Buradasınız
18 Yaşlarında Gelen Ölümler ve Yaşayan Mücadele Tutkusu!

Bireylerin olduğu gibi toplumların da hafızası vardır. Modern tarih işçi sınıfının sömürüsüz bir dünya için yükselttiği sayısız haklı mücadeleye şahit olmuştur. Sömürü düzenini korumak isteyen egemenler ise yarattıkları karanlık dönemlerle bu mücadelenin karşısına dikilmişlerdir. Tarifsiz acılarla yüklü böylesi dönemler bazen kelimelerle ifade edilemez. O dönemin kimi tanıkları çetin bir mücadele verirken, olup biteni geleceğe aktarma görevini de üstlenmişlerdir. İşte Elif Çağlı da böyle yapmıştır. 12 Eylül 1980 askeri faşist darbesinin yarattığı karanlık günlerde kaleme aldığı 18 Yaşlarında Gelen Ölümler şiirinde bizi o günlere götürür. Bugünün genç kuşaklarını geçmişle yüzleştirir.

*****

§ **Kısa soru a**: Alıntıya göre Elif Çağlı, 18 Yaşlarında Gelen Ölümler şiirini hangi olayın yarattığı karanlık günlerde kaleme almıştır?
Alıntı ile satırlar birbirinden farklı kaynaklardan alınmıştır.

*****

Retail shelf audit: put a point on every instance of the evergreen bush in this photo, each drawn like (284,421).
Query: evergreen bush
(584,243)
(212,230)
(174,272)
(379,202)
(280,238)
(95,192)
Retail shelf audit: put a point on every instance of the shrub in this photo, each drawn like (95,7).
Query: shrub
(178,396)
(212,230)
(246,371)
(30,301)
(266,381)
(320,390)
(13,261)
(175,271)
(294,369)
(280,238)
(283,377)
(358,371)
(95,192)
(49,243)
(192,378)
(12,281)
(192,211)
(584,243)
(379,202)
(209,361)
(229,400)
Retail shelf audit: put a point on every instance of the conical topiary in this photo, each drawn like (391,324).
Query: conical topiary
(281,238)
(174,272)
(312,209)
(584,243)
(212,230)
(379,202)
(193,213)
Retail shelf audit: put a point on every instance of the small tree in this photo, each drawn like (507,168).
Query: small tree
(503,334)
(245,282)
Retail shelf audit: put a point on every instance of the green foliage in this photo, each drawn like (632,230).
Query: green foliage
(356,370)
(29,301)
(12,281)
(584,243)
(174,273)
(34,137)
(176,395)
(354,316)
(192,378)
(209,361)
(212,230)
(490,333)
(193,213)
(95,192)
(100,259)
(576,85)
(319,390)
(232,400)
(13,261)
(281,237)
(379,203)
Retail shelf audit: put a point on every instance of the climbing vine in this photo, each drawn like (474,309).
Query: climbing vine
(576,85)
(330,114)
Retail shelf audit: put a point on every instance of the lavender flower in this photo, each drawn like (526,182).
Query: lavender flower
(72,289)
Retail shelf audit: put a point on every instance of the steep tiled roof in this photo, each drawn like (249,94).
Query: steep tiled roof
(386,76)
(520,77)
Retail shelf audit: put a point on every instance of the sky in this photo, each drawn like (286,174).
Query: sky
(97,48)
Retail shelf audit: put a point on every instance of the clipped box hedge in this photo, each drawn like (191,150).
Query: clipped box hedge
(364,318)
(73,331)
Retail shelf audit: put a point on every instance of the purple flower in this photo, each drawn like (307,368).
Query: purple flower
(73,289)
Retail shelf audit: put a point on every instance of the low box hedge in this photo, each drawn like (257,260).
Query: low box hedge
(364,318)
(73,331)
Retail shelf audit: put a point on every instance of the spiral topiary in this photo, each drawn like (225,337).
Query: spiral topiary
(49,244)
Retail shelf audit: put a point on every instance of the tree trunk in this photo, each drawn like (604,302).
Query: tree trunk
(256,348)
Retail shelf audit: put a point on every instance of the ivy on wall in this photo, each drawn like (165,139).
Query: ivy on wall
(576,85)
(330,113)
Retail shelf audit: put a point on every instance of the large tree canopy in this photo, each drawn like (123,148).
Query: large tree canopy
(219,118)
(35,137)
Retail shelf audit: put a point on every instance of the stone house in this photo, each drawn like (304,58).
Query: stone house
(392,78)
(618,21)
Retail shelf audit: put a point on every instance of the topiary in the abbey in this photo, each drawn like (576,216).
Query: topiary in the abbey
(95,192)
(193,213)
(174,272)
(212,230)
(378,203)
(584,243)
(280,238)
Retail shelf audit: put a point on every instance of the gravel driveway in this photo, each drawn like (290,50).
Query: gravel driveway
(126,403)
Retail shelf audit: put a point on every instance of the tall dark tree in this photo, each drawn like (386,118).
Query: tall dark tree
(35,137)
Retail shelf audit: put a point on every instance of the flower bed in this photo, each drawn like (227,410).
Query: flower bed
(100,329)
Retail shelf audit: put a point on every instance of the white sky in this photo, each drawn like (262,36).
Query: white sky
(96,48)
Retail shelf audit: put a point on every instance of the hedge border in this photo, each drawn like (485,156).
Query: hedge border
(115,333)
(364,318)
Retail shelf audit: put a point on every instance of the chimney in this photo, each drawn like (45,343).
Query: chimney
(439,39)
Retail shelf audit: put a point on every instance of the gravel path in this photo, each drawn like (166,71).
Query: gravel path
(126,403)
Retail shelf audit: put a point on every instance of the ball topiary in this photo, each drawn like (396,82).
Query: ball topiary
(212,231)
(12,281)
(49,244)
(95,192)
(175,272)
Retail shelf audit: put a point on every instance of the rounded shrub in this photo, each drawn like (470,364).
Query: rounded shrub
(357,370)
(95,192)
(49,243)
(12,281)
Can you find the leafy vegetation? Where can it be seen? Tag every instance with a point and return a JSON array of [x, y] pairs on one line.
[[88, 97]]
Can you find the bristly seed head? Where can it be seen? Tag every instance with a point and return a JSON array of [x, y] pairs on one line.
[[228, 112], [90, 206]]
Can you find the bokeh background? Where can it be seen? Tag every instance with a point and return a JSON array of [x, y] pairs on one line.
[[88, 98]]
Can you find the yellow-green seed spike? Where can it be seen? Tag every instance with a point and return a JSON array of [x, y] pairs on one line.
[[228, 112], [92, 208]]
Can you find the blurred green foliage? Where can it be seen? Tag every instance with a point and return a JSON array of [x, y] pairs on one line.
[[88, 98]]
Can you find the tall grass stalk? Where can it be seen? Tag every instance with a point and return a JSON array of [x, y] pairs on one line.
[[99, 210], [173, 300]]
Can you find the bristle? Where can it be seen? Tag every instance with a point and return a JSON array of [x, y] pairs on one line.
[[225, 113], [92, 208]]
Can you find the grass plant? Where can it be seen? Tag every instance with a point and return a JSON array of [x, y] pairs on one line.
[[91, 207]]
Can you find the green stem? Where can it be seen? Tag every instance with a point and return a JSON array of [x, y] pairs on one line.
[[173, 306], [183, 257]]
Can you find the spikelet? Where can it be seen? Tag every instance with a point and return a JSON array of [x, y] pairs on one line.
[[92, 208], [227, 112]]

*****

§ **Kısa soru b**: Satırlardan "stone" kelimesini içerenlerin hepsini değiştirmeden geri verin. Büyük ve küçük harf farkı dikkate alınır.

§ **Görev çıktısı a**: 12 Eylül 1980 askeri faşist darbesinin yarattığı karanlık günlerde kaleme almıştır.

§ **Görev çıktısı b**:
Retail shelf audit: put a point on every instance of the stone house in this photo, each drawn like (304,58).
Query: stone house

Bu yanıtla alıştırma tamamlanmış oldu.